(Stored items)
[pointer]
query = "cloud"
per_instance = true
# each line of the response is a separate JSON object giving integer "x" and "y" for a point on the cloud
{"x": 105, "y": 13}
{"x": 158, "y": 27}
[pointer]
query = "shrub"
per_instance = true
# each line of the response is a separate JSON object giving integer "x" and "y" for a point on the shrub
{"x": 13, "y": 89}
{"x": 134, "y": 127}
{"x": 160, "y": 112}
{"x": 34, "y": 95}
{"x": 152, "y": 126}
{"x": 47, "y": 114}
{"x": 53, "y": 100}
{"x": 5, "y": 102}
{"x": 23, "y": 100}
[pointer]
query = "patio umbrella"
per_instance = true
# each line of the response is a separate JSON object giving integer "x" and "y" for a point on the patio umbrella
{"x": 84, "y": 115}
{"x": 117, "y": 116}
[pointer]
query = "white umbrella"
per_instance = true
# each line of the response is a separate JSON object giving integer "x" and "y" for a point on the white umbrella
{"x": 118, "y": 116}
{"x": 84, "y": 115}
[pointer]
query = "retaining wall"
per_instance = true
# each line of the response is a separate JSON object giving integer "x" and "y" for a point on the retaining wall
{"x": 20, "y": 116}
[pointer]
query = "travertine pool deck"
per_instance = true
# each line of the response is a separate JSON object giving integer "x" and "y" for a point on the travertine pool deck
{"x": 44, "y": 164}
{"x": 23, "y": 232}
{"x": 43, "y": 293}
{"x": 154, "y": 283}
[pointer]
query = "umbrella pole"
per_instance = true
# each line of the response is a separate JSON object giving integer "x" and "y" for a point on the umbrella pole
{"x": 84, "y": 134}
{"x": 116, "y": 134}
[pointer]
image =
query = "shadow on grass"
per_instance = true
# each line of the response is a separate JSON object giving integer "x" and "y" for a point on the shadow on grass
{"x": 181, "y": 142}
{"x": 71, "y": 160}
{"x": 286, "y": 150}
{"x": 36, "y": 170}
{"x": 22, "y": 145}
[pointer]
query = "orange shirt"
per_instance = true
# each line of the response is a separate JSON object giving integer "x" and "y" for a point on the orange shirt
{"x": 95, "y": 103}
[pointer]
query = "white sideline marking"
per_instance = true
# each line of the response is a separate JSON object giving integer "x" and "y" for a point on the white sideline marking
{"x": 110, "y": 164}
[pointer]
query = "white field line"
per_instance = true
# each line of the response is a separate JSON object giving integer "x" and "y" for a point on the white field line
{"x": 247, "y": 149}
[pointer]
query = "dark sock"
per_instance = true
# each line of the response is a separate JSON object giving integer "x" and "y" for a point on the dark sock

Try it:
Copy each line of the data exactly, leaving nothing out.

Written response:
[pointer]
query = "cloud"
per_instance = true
# each line of the response is a separate JSON object giving integer "x" and "y" for a point on the cloud
{"x": 105, "y": 13}
{"x": 158, "y": 27}
[pointer]
query = "shrub"
per_instance = true
# each line of the response is a separate JSON object giving integer "x" and "y" for a point on the shrub
{"x": 13, "y": 89}
{"x": 134, "y": 127}
{"x": 160, "y": 112}
{"x": 34, "y": 95}
{"x": 152, "y": 126}
{"x": 47, "y": 114}
{"x": 53, "y": 100}
{"x": 5, "y": 102}
{"x": 23, "y": 100}
[pointer]
query = "patio umbrella"
per_instance = true
# each line of the response is a separate JSON object giving integer "x" and "y" for a point on the patio umbrella
{"x": 84, "y": 115}
{"x": 117, "y": 116}
[pointer]
query = "white umbrella"
per_instance = true
# each line of the response is a separate JSON object giving integer "x" and "y" for a point on the white umbrella
{"x": 118, "y": 116}
{"x": 84, "y": 115}
[pointer]
query = "retaining wall"
per_instance = true
# each line of the response is a separate JSON object giving integer "x" and "y" for a point on the retaining wall
{"x": 20, "y": 116}
[pointer]
query = "travertine pool deck"
per_instance = true
# each line of the response is a separate JSON object giving integer "x" and "y" for a point on the travertine pool deck
{"x": 44, "y": 164}
{"x": 23, "y": 232}
{"x": 43, "y": 293}
{"x": 154, "y": 283}
[pointer]
query = "umbrella pole"
per_instance = true
# each line of the response is a separate JSON object giving integer "x" and "y" for a point on the umbrella pole
{"x": 84, "y": 134}
{"x": 116, "y": 134}
[pointer]
image =
query = "shadow on grass"
per_instance = true
# each line of the response is a separate JSON object giving integer "x" and "y" for a point on the shadow on grass
{"x": 181, "y": 142}
{"x": 71, "y": 160}
{"x": 286, "y": 150}
{"x": 36, "y": 170}
{"x": 22, "y": 145}
[pointer]
query = "orange shirt"
per_instance = true
# each line of the response is a separate JSON object giving integer "x" and "y" for a point on the orange shirt
{"x": 95, "y": 103}
[pointer]
query = "white sideline marking"
per_instance = true
# each line of the response is a separate JSON object giving integer "x" and "y" for a point on the white sideline marking
{"x": 110, "y": 164}
[pointer]
query = "white field line"
per_instance = true
# each line of the response is a separate JSON object giving integer "x" and "y" for a point on the white field line
{"x": 247, "y": 149}
[pointer]
query = "dark sock"
per_instance = true
# each line of the response is a separate JSON object giving integer "x" and "y" for a point on the dark sock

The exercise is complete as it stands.